◆ **Exercise objective**
Go through the data and copy each line where the string "leafless" appears.

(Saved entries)

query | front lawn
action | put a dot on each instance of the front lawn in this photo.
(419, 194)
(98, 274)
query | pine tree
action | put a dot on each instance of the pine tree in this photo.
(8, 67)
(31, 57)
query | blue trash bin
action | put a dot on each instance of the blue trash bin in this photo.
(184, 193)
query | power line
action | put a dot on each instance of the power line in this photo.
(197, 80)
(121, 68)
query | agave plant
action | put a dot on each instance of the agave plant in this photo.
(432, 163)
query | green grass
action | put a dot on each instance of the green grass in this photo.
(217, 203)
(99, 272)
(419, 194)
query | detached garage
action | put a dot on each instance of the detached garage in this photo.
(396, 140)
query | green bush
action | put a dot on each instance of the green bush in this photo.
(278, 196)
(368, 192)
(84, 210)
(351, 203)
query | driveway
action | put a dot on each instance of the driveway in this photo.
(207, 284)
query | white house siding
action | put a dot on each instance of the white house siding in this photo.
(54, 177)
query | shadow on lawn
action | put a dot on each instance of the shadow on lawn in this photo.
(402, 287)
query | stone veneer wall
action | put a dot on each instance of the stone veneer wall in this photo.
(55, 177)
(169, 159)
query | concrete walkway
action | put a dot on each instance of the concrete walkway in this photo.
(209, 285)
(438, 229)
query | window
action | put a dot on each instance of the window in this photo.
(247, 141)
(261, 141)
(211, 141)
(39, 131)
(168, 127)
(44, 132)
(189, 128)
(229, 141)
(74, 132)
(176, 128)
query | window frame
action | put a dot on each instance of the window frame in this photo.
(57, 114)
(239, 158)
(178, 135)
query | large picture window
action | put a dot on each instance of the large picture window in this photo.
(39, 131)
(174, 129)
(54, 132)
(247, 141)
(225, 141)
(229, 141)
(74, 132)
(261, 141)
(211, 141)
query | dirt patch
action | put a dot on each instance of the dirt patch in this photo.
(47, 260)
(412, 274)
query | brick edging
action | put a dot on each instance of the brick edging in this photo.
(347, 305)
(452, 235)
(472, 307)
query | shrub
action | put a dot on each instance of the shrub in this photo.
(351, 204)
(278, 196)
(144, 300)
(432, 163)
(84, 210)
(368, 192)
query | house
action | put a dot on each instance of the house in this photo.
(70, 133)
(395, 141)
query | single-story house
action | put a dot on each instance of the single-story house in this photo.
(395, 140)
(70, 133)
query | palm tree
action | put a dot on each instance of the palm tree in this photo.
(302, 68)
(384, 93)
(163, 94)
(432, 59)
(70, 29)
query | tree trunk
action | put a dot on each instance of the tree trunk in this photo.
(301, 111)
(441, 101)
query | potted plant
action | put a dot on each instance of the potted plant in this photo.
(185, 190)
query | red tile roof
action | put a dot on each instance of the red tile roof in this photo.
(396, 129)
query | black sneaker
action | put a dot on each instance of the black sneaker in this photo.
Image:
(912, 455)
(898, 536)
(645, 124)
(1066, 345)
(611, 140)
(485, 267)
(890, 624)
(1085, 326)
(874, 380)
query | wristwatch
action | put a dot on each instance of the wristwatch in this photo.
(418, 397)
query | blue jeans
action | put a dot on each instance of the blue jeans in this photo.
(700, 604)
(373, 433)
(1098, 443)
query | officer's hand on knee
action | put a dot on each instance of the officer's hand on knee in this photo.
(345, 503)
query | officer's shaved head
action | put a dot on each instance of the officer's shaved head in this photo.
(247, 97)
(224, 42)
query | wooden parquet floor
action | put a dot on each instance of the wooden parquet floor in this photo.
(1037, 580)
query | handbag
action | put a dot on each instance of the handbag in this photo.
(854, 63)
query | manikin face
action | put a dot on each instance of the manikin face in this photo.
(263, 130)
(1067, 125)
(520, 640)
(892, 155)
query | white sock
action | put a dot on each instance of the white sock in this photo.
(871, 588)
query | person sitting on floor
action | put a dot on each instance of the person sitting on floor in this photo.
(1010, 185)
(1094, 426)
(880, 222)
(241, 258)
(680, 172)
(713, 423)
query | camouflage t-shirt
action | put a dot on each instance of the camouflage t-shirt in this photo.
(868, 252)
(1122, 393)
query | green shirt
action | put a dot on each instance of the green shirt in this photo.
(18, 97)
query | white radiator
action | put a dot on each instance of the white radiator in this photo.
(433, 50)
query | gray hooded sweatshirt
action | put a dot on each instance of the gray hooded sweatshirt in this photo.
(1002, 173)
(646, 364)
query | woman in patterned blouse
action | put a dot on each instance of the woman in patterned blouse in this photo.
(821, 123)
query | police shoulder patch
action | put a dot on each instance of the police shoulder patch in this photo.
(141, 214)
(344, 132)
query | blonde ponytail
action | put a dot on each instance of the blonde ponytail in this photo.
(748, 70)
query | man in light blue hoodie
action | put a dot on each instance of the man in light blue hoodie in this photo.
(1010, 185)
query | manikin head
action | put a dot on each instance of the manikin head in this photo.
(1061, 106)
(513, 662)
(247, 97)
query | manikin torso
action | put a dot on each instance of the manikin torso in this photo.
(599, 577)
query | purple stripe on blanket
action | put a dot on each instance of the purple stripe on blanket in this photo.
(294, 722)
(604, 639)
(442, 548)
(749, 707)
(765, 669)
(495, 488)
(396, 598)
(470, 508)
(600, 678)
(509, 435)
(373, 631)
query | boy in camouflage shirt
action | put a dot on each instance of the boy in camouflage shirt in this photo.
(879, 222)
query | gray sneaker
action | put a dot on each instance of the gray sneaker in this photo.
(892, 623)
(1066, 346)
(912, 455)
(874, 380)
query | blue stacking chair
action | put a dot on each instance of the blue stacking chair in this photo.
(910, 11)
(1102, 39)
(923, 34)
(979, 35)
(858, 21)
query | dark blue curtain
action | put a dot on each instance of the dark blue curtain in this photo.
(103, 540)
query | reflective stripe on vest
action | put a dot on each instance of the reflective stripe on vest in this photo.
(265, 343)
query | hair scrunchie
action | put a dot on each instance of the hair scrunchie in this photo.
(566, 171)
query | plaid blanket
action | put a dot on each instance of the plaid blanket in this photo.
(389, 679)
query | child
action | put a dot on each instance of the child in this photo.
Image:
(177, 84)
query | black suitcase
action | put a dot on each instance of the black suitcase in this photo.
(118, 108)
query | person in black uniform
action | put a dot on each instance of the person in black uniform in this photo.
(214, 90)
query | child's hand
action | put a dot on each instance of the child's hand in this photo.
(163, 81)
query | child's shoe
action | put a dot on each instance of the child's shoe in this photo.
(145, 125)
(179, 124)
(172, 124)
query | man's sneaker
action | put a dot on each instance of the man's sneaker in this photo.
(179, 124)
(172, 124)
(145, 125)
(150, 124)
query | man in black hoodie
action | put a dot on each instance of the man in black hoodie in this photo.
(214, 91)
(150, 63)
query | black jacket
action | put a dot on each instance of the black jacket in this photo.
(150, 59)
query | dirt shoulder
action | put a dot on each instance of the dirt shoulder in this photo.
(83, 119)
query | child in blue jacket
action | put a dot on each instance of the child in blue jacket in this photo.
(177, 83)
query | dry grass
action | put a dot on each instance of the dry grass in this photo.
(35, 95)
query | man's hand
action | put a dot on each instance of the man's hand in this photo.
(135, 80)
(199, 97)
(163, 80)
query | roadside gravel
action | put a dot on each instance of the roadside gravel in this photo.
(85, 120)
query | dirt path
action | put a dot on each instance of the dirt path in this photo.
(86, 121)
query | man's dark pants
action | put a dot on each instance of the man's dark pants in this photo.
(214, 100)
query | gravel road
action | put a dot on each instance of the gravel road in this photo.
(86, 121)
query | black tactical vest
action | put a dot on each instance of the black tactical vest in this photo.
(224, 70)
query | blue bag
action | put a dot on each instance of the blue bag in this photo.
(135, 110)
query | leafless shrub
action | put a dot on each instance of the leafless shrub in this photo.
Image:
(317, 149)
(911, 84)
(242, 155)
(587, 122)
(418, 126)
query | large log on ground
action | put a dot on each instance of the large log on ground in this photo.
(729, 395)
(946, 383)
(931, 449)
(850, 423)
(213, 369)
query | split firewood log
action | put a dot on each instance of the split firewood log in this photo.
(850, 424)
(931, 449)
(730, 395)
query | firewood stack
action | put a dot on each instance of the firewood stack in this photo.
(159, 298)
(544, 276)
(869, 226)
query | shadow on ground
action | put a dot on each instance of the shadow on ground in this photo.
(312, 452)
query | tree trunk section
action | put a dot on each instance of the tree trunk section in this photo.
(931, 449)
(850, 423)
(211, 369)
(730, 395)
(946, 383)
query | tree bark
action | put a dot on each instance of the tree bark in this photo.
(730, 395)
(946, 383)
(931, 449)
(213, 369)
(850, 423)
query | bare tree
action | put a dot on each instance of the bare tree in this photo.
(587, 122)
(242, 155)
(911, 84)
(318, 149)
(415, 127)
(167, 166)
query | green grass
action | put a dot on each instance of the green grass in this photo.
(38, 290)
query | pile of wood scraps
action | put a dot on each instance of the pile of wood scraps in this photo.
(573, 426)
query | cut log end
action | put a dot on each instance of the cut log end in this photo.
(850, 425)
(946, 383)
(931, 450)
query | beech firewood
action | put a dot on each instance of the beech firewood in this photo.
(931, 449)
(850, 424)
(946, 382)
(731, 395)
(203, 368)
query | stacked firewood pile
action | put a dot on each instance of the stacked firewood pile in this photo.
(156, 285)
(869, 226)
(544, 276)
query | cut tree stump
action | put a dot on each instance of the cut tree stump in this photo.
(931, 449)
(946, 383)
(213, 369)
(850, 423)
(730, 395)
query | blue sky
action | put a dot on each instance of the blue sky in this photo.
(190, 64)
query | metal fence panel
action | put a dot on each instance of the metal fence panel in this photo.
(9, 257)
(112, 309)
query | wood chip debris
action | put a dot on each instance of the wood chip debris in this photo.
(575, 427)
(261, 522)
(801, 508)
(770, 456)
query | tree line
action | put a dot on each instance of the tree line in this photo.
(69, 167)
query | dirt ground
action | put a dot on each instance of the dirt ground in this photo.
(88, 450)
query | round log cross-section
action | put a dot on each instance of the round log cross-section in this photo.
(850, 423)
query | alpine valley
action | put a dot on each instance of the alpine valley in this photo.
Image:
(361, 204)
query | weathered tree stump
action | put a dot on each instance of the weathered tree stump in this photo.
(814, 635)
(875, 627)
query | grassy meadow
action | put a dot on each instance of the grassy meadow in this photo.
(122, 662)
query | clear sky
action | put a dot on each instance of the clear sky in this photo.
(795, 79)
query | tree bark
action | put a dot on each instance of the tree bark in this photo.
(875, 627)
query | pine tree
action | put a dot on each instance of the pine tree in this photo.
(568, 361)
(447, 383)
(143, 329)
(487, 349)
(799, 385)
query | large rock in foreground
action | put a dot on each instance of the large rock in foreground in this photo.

◆ **Output**
query | leafless shrub
action | put a dot on each instance of the leafless shrub in this photo.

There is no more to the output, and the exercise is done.